Source text:
>>>>>
History and clinical presentation

Figure 1. Photograph of dissection of cadaver forearm showing flexor digitorum profundus (FDP) deep to flexor digitorum superficialis (FDS; reflected).

The patient is a retired, right-handed, 73-year-old woman with a history of smoking. The patient had previously undergone bilateral aponeurotomy (surgical release) for digitopalmar Dupuytren's disease. At her two-year follow-up exam, her left hand showed excellent results, but her right hand showed a recurrence involving the fourth digit near the metacarophalangeal (MCP) joint. A Percutaneous Needle Aponeurotomy (PNA) was performed in the digital area.

Three weeks later, the patient showed a marked flexion deficiency in the distal interphalangeal (DIP) joint, which occurred without making an effort; the patient did not undergo rehabilitation or wear a splint.

Figure 2. Cadaveric image showing the flexor digitorum superficialis (FDS) and profundus (FDP) tendons in digital sheaths of the fingers. The FDS tendon is splitting and inserting on middle phalanx. The FDS and FDP tendons are entering the fibrous digital sheath.


An MRI showed a rupture of the flexor digitorum profundus (FDP) tendon at the first phalanx of the fourth digit with retraction of the proximal stump into the palm (Figures 2&3). This required outpatient surgical intervention.

Figure 3. Axial T2 MRI of the right hand showing absence of the FDP tendon to the fourth digit (highlighted with green). FPL, flexor pollicis longus.

Management and evolution

Under loupe magnification, the proximal stump of the profundus tendon was located in the palm and resected. In a later surgery, tenodesis (suture of a tendon to bone) of the distal stump was performed at the entrance to the fibrous sheath and at the palmar plate of the distal interphalangeal joint (DIP) at 10° of flexion. A dorsal splint that provided support to the DIP was worn five weeks. Six months after this surgery, the patient was satisfied but had a fixed flexure of the proximal interphalangeal (PIP) joint of 20° of her fourth finger.

Anatomical and medical considerations

Palmar aponeurosis

The palmar aponeurosis (palmar fascia) is a thick layer of fascia that invests the muscles of the palm, and is divided into central, lateral, and medial portions (Figure 4).
<<<<<
Extracted entries:
>>>>>
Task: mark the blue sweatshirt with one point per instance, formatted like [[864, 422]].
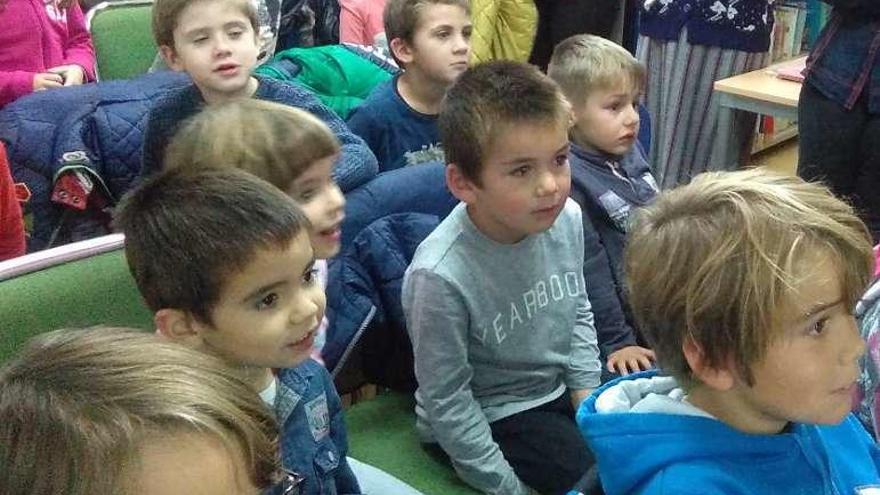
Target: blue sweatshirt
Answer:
[[648, 440]]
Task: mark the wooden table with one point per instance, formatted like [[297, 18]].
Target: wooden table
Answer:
[[758, 91]]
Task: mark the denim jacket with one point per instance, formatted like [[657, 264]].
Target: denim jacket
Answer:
[[743, 25], [313, 438], [843, 65]]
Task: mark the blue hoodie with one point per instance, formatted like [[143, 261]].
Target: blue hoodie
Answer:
[[648, 440]]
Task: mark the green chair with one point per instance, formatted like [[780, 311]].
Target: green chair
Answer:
[[88, 283], [123, 39]]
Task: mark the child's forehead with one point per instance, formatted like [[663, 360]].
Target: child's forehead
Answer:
[[431, 14]]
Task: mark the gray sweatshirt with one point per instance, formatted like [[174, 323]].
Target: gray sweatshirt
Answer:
[[496, 329]]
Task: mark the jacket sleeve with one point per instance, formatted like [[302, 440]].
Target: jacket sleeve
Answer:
[[15, 84], [346, 483], [357, 164], [437, 320], [584, 369], [79, 49], [612, 329], [11, 223], [351, 24]]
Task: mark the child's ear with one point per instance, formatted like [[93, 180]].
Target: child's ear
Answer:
[[178, 326], [170, 57], [460, 186], [721, 379], [401, 50]]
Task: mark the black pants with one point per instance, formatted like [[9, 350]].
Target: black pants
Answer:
[[842, 148], [545, 447], [559, 19]]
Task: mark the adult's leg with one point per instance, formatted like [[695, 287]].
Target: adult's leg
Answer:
[[544, 446], [866, 197], [829, 141]]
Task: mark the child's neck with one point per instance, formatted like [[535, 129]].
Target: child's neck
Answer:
[[732, 409], [258, 378], [421, 93], [247, 91]]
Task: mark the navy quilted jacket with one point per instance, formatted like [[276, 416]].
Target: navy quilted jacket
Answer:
[[97, 127], [386, 219]]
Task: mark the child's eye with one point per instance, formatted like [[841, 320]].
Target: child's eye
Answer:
[[521, 171], [818, 328], [311, 276], [308, 195], [268, 301]]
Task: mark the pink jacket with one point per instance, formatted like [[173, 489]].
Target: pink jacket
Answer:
[[360, 21], [35, 36]]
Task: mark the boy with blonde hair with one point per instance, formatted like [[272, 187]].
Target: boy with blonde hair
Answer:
[[610, 178], [494, 299], [744, 283], [215, 42], [430, 40], [103, 411]]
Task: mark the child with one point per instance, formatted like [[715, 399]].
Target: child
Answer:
[[430, 40], [287, 147], [360, 22], [744, 284], [214, 41], [610, 176], [11, 223], [43, 45], [494, 299], [103, 411], [224, 260]]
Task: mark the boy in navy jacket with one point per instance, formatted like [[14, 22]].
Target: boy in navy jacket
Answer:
[[609, 175]]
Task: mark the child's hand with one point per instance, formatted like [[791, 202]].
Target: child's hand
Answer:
[[73, 74], [630, 359], [578, 396], [45, 80]]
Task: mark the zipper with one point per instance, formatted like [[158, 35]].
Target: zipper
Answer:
[[357, 336]]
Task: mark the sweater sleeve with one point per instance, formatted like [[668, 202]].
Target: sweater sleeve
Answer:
[[79, 49], [584, 369], [11, 226], [437, 320]]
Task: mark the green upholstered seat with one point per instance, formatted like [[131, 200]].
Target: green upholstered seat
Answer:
[[121, 33]]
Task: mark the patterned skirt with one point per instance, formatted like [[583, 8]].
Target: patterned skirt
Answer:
[[684, 109]]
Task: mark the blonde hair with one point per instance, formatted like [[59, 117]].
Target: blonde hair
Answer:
[[166, 15], [714, 261], [584, 62], [75, 406], [275, 142]]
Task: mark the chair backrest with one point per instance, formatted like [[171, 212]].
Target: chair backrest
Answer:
[[123, 39], [77, 285]]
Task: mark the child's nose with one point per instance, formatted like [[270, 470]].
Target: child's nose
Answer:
[[547, 184]]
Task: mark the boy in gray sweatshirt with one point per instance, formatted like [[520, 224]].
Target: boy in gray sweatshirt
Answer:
[[502, 331]]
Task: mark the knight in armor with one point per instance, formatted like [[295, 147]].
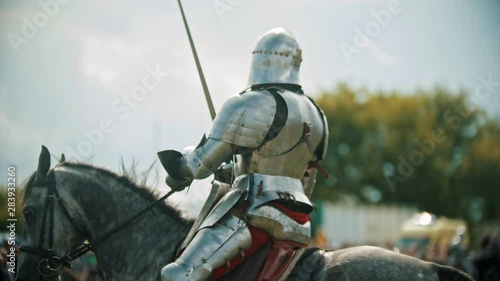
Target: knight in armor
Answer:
[[274, 135]]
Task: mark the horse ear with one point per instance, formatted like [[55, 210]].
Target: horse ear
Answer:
[[43, 163]]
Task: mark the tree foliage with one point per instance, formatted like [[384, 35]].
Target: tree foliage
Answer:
[[432, 149]]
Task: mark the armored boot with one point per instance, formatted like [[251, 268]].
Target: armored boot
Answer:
[[210, 248]]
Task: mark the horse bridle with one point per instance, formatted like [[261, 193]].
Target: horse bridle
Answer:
[[51, 265]]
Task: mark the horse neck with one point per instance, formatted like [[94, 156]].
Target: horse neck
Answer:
[[106, 202]]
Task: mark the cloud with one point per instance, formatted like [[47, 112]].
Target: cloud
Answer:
[[381, 56]]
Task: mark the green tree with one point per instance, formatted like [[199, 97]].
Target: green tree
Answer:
[[428, 148]]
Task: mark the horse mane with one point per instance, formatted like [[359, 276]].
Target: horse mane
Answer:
[[127, 179]]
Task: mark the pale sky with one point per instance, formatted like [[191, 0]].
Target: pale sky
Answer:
[[68, 68]]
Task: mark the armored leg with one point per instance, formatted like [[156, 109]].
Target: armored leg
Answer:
[[209, 249]]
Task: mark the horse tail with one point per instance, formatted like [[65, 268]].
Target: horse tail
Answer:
[[448, 273]]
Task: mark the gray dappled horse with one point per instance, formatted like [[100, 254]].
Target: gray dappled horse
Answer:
[[76, 202]]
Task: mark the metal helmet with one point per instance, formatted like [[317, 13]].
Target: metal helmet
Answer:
[[276, 59]]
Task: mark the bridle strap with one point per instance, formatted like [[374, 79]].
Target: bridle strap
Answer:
[[48, 254]]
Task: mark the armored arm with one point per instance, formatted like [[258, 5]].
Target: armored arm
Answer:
[[197, 164]]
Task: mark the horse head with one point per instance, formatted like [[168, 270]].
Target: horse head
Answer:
[[50, 231]]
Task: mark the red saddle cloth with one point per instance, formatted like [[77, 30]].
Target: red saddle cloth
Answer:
[[267, 259]]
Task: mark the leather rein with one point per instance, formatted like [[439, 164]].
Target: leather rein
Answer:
[[51, 265]]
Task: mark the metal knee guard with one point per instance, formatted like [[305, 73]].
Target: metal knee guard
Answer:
[[209, 249]]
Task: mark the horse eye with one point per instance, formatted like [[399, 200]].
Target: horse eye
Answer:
[[28, 212]]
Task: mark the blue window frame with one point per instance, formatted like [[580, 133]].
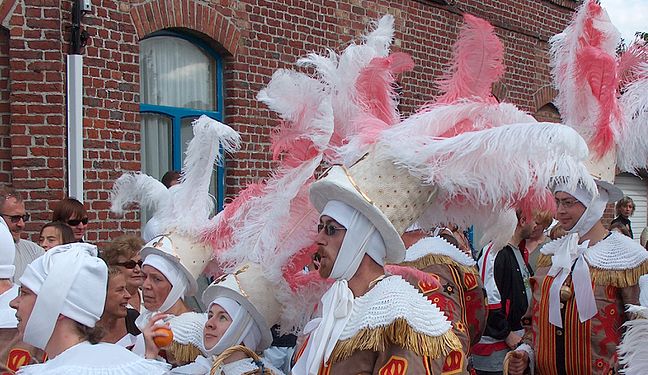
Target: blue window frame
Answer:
[[172, 62]]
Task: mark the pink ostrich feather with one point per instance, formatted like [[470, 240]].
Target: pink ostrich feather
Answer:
[[478, 57], [597, 69], [375, 86], [219, 233]]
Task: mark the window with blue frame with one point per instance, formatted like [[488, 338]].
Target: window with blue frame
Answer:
[[181, 78]]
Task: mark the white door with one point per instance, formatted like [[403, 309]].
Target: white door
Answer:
[[637, 189]]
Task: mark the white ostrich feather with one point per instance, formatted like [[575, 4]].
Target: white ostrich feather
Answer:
[[485, 172], [633, 351], [257, 238], [303, 101], [192, 203], [340, 73], [138, 188], [632, 148]]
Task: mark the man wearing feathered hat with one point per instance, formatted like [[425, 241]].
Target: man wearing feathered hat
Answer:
[[585, 280], [371, 321]]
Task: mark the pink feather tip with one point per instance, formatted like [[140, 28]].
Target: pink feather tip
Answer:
[[375, 85], [478, 57], [412, 275]]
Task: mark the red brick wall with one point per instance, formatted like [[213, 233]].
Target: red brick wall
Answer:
[[5, 140], [255, 38]]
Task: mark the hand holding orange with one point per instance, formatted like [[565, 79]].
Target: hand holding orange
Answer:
[[164, 340]]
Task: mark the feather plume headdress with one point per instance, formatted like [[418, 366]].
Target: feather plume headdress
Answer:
[[186, 207], [602, 95]]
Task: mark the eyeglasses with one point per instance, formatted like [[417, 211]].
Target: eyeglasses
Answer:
[[16, 218], [75, 222], [567, 203], [329, 229], [130, 264]]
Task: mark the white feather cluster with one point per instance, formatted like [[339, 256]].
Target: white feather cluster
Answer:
[[483, 173], [186, 206], [340, 72], [632, 148]]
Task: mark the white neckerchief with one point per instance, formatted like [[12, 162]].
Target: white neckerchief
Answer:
[[243, 329], [571, 254], [177, 279], [337, 302]]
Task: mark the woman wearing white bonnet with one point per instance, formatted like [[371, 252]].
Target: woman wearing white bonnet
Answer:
[[171, 264], [61, 298], [240, 314]]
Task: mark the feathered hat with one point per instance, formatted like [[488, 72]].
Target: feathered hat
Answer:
[[273, 224], [450, 162], [183, 211], [601, 95]]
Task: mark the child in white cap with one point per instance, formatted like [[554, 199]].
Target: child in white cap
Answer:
[[61, 298]]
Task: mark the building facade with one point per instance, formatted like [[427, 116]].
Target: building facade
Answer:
[[151, 66]]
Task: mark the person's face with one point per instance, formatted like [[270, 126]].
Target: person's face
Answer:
[[626, 210], [78, 226], [49, 238], [537, 232], [218, 321], [23, 304], [155, 288], [568, 210], [134, 276], [117, 296], [329, 241], [12, 207], [528, 227]]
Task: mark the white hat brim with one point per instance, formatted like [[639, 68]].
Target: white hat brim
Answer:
[[336, 185], [193, 284], [215, 291]]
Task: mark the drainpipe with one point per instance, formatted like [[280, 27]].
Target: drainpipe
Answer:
[[74, 97]]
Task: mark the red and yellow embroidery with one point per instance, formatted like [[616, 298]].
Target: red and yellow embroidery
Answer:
[[395, 366], [470, 281], [454, 363]]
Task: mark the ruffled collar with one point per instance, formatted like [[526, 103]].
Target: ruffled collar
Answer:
[[615, 252], [391, 299]]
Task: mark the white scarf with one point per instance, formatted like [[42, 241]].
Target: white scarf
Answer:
[[242, 330], [571, 254], [337, 303], [177, 279]]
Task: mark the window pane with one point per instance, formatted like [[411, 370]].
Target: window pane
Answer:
[[186, 134], [176, 73], [156, 151]]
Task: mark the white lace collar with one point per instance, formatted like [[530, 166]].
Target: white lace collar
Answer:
[[391, 299], [437, 246], [615, 252]]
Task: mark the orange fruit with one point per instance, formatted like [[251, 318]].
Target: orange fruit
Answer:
[[163, 341]]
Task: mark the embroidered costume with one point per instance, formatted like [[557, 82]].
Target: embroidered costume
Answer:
[[458, 293], [615, 265]]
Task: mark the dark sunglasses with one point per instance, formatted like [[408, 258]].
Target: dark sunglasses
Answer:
[[16, 218], [75, 222], [130, 264], [329, 229]]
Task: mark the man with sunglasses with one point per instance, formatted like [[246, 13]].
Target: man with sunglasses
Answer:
[[372, 322], [12, 209]]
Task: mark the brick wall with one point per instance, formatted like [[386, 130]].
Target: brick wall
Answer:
[[255, 38], [5, 140]]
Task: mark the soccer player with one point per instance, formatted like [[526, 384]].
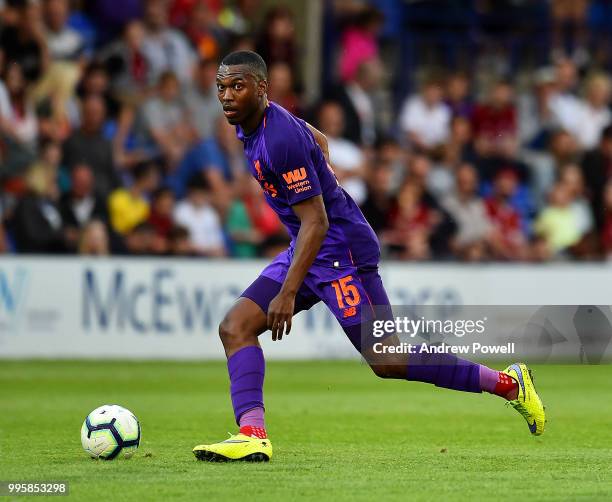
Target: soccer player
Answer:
[[333, 257]]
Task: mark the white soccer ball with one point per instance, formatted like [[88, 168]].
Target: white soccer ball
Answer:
[[110, 431]]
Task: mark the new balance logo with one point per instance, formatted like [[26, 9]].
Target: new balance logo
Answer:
[[295, 175]]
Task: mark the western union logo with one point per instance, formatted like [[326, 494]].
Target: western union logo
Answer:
[[295, 175]]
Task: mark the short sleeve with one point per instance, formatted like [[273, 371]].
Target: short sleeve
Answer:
[[291, 158]]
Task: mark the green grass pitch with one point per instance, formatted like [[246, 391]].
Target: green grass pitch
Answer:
[[338, 433]]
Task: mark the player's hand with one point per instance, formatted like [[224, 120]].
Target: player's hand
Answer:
[[280, 313]]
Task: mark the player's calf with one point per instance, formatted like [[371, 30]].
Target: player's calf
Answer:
[[241, 326]]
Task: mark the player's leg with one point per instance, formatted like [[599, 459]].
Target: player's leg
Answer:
[[239, 332], [443, 370]]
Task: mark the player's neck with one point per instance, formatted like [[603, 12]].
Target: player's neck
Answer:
[[252, 123]]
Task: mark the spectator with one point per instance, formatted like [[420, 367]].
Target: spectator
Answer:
[[469, 211], [24, 42], [425, 118], [201, 99], [245, 237], [162, 211], [81, 204], [355, 98], [64, 43], [495, 124], [96, 81], [166, 49], [197, 215], [572, 179], [596, 111], [565, 106], [128, 67], [238, 17], [203, 31], [458, 97], [37, 222], [378, 202], [411, 224], [569, 29], [557, 223], [89, 146], [129, 207], [359, 42], [280, 88], [597, 172], [508, 240], [346, 158], [18, 124], [459, 147], [544, 166], [179, 243], [166, 120], [218, 160], [140, 240], [606, 228], [94, 239], [277, 41]]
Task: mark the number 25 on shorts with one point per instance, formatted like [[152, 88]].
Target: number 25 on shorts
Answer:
[[346, 293]]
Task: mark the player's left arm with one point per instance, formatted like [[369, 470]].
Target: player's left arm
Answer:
[[313, 229]]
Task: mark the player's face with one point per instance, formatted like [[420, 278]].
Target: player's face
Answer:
[[239, 93]]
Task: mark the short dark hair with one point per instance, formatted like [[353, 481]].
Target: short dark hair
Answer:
[[251, 59]]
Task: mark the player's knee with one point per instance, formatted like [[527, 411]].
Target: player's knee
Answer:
[[234, 332], [229, 332]]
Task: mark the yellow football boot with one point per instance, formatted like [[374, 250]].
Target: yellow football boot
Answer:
[[528, 403], [236, 448]]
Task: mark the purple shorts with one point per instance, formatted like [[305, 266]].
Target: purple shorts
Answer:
[[348, 291]]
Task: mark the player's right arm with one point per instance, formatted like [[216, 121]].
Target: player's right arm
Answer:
[[321, 140], [313, 229]]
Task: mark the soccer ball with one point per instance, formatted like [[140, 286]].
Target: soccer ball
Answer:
[[110, 431]]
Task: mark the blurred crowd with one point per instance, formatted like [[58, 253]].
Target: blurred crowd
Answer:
[[112, 140]]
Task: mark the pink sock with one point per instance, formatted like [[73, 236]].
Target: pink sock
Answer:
[[254, 417], [488, 379]]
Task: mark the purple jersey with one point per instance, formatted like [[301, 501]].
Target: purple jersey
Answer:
[[289, 165]]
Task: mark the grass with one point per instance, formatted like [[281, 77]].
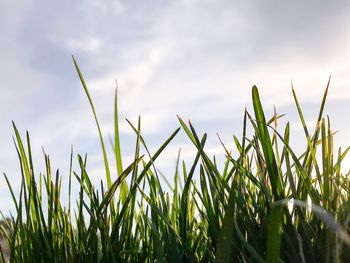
<<<<<
Problem description: Retype the stretch of the case report on flexor tendon rupture after Dupuytren's treatment from "History and clinical" through "the digital area.". The entries have nothing to do with what you are asked to do here.

Task output:
History and clinical presentation

Figure 1. Photograph of dissection of cadaver forearm showing flexor digitorum profundus (FDP) deep to flexor digitorum superficialis (FDS; reflected).

The patient is a retired, right-handed, 73-year-old woman with a history of smoking. The patient had previously undergone bilateral aponeurotomy (surgical release) for digitopalmar Dupuytren's disease. At her two-year follow-up exam, her left hand showed excellent results, but her right hand showed a recurrence involving the fourth digit near the metacarophalangeal (MCP) joint. A Percutaneous Needle Aponeurotomy (PNA) was performed in the digital area.